== Input material
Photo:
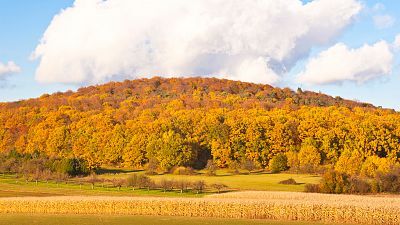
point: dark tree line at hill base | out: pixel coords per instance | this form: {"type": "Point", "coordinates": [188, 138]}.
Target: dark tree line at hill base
{"type": "Point", "coordinates": [187, 122]}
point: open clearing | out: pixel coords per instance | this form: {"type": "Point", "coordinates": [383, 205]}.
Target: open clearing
{"type": "Point", "coordinates": [14, 187]}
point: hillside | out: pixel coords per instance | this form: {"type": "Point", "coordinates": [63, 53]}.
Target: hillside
{"type": "Point", "coordinates": [187, 121]}
{"type": "Point", "coordinates": [212, 92]}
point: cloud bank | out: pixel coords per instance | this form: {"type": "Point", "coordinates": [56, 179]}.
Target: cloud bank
{"type": "Point", "coordinates": [340, 63]}
{"type": "Point", "coordinates": [8, 68]}
{"type": "Point", "coordinates": [383, 21]}
{"type": "Point", "coordinates": [396, 42]}
{"type": "Point", "coordinates": [258, 41]}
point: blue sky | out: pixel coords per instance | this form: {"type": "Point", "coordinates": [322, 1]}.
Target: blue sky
{"type": "Point", "coordinates": [24, 22]}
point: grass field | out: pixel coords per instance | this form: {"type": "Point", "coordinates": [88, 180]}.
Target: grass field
{"type": "Point", "coordinates": [280, 206]}
{"type": "Point", "coordinates": [33, 219]}
{"type": "Point", "coordinates": [11, 186]}
{"type": "Point", "coordinates": [260, 181]}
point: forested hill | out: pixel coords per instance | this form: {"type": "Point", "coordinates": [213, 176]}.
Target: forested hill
{"type": "Point", "coordinates": [187, 121]}
{"type": "Point", "coordinates": [192, 92]}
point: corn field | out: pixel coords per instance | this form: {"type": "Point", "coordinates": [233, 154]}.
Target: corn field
{"type": "Point", "coordinates": [251, 205]}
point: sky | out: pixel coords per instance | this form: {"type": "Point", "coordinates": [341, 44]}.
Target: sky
{"type": "Point", "coordinates": [347, 48]}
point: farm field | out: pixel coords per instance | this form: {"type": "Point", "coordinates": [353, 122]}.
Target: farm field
{"type": "Point", "coordinates": [281, 206]}
{"type": "Point", "coordinates": [29, 219]}
{"type": "Point", "coordinates": [11, 186]}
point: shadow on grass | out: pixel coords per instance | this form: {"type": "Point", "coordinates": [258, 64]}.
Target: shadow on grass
{"type": "Point", "coordinates": [114, 171]}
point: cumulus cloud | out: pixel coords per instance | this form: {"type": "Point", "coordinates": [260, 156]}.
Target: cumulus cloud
{"type": "Point", "coordinates": [383, 21]}
{"type": "Point", "coordinates": [340, 63]}
{"type": "Point", "coordinates": [396, 42]}
{"type": "Point", "coordinates": [95, 41]}
{"type": "Point", "coordinates": [8, 68]}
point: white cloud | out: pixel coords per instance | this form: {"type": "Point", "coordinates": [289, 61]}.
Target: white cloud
{"type": "Point", "coordinates": [378, 7]}
{"type": "Point", "coordinates": [396, 42]}
{"type": "Point", "coordinates": [8, 68]}
{"type": "Point", "coordinates": [258, 41]}
{"type": "Point", "coordinates": [339, 63]}
{"type": "Point", "coordinates": [383, 21]}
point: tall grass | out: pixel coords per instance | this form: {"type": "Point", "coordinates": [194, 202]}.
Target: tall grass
{"type": "Point", "coordinates": [251, 205]}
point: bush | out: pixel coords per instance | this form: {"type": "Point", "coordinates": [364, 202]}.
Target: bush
{"type": "Point", "coordinates": [358, 186]}
{"type": "Point", "coordinates": [183, 171]}
{"type": "Point", "coordinates": [309, 156]}
{"type": "Point", "coordinates": [389, 182]}
{"type": "Point", "coordinates": [334, 182]}
{"type": "Point", "coordinates": [278, 163]}
{"type": "Point", "coordinates": [219, 187]}
{"type": "Point", "coordinates": [152, 166]}
{"type": "Point", "coordinates": [72, 166]}
{"type": "Point", "coordinates": [234, 167]}
{"type": "Point", "coordinates": [211, 168]}
{"type": "Point", "coordinates": [289, 181]}
{"type": "Point", "coordinates": [312, 188]}
{"type": "Point", "coordinates": [248, 165]}
{"type": "Point", "coordinates": [199, 186]}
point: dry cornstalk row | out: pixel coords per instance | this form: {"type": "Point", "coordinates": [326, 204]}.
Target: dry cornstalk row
{"type": "Point", "coordinates": [279, 207]}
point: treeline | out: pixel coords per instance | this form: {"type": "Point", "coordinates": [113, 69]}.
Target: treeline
{"type": "Point", "coordinates": [187, 122]}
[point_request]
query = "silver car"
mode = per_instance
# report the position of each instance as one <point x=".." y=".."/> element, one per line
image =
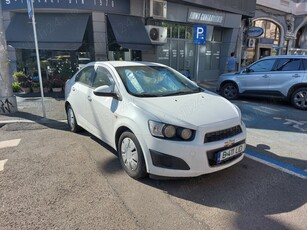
<point x="283" y="76"/>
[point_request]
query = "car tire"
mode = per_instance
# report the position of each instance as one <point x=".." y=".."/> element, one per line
<point x="299" y="98"/>
<point x="131" y="156"/>
<point x="230" y="91"/>
<point x="71" y="120"/>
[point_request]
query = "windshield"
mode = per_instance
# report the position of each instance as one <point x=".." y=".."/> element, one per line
<point x="150" y="81"/>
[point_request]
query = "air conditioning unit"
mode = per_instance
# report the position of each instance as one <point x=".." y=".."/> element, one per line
<point x="158" y="9"/>
<point x="157" y="34"/>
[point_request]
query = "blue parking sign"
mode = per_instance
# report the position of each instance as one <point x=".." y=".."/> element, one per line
<point x="200" y="35"/>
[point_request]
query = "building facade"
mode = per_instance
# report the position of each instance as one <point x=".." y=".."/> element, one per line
<point x="78" y="31"/>
<point x="284" y="23"/>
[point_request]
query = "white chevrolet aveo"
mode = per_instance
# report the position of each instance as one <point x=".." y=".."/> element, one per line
<point x="160" y="122"/>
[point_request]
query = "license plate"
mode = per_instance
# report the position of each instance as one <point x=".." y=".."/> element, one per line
<point x="227" y="153"/>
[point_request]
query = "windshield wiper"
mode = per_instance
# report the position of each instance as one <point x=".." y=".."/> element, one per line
<point x="182" y="92"/>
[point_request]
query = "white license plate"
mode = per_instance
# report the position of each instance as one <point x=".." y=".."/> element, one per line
<point x="227" y="153"/>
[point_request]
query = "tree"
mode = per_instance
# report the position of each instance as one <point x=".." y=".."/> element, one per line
<point x="8" y="102"/>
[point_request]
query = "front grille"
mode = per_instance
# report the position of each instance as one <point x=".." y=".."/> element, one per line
<point x="212" y="155"/>
<point x="222" y="134"/>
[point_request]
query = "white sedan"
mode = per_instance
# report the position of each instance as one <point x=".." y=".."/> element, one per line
<point x="160" y="122"/>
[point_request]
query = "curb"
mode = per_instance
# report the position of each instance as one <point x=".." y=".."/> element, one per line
<point x="42" y="121"/>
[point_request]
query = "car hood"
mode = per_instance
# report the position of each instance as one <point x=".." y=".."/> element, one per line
<point x="193" y="109"/>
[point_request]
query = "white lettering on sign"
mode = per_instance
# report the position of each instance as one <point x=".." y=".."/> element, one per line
<point x="205" y="17"/>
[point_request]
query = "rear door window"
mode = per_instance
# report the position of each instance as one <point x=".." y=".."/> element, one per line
<point x="263" y="66"/>
<point x="289" y="64"/>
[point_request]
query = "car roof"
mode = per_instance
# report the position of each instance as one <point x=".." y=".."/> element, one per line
<point x="127" y="63"/>
<point x="286" y="56"/>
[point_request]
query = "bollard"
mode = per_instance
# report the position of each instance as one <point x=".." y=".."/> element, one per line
<point x="8" y="105"/>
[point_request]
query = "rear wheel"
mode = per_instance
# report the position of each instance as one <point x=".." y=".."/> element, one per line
<point x="131" y="155"/>
<point x="71" y="120"/>
<point x="230" y="91"/>
<point x="299" y="98"/>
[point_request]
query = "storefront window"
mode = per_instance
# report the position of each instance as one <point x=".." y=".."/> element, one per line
<point x="271" y="30"/>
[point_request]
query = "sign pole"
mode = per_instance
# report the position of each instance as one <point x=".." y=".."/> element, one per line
<point x="199" y="38"/>
<point x="32" y="15"/>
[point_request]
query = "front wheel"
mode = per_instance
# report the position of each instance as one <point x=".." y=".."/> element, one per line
<point x="131" y="156"/>
<point x="299" y="98"/>
<point x="230" y="91"/>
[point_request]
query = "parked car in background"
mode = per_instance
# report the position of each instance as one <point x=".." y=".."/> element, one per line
<point x="283" y="76"/>
<point x="160" y="122"/>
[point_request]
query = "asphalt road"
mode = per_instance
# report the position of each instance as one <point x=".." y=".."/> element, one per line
<point x="54" y="179"/>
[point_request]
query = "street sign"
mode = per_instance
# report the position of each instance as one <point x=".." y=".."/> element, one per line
<point x="30" y="8"/>
<point x="200" y="35"/>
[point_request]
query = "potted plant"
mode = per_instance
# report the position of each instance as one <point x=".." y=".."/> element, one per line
<point x="57" y="85"/>
<point x="16" y="87"/>
<point x="35" y="87"/>
<point x="23" y="80"/>
<point x="46" y="85"/>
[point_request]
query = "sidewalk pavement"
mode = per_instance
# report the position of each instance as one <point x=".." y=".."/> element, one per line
<point x="30" y="109"/>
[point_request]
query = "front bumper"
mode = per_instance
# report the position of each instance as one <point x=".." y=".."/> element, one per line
<point x="195" y="158"/>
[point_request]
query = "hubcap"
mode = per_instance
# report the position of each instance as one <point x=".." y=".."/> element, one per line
<point x="230" y="91"/>
<point x="71" y="118"/>
<point x="300" y="99"/>
<point x="129" y="154"/>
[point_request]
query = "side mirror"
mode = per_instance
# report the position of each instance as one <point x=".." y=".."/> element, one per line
<point x="105" y="91"/>
<point x="247" y="70"/>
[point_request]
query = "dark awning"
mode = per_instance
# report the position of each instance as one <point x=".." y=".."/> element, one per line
<point x="54" y="31"/>
<point x="128" y="32"/>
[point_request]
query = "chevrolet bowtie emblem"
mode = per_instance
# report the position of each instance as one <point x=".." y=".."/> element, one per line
<point x="229" y="143"/>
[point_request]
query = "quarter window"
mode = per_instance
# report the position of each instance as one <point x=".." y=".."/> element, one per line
<point x="86" y="75"/>
<point x="103" y="77"/>
<point x="263" y="66"/>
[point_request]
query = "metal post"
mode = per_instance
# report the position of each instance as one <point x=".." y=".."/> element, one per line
<point x="8" y="103"/>
<point x="38" y="61"/>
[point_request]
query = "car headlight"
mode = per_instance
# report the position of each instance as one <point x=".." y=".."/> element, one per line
<point x="185" y="134"/>
<point x="162" y="130"/>
<point x="239" y="111"/>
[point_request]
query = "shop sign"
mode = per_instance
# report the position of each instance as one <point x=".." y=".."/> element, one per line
<point x="254" y="32"/>
<point x="110" y="6"/>
<point x="205" y="17"/>
<point x="200" y="35"/>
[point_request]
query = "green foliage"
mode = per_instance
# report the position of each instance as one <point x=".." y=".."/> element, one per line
<point x="22" y="79"/>
<point x="63" y="69"/>
<point x="19" y="76"/>
<point x="57" y="83"/>
<point x="16" y="86"/>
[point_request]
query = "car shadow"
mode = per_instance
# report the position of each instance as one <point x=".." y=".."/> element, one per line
<point x="29" y="121"/>
<point x="249" y="189"/>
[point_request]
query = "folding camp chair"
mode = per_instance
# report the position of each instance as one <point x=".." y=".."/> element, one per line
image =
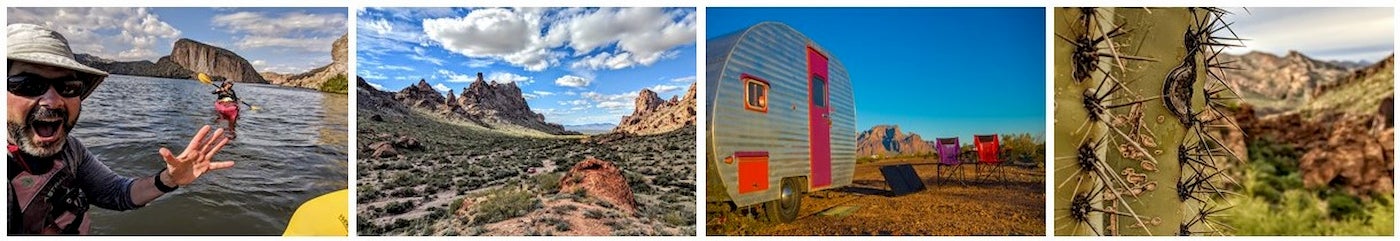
<point x="948" y="157"/>
<point x="989" y="154"/>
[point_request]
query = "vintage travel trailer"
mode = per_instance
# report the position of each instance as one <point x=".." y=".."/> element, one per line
<point x="780" y="121"/>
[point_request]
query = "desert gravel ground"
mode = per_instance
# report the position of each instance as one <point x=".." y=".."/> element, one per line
<point x="986" y="206"/>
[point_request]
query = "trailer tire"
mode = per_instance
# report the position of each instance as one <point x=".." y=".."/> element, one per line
<point x="790" y="201"/>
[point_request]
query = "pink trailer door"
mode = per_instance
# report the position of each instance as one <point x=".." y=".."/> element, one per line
<point x="819" y="119"/>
====
[What you will do] Return only the lines running from the top of the data to the line that holds "point: hillside |". Include both of those lines, but skip the pictures.

[Result for this exercise]
Photo:
point: dark tree line at hill base | out: pixel coords per instance | this form: {"type": "Point", "coordinates": [188, 138]}.
Target: dark tree line at hill base
{"type": "Point", "coordinates": [187, 122]}
point: open clearing | out: pixel coords per instance | this form: {"type": "Point", "coordinates": [383, 205]}.
Target: open clearing
{"type": "Point", "coordinates": [14, 187]}
point: hillside | out: pixel coords per instance | this form: {"type": "Point", "coordinates": [63, 53]}.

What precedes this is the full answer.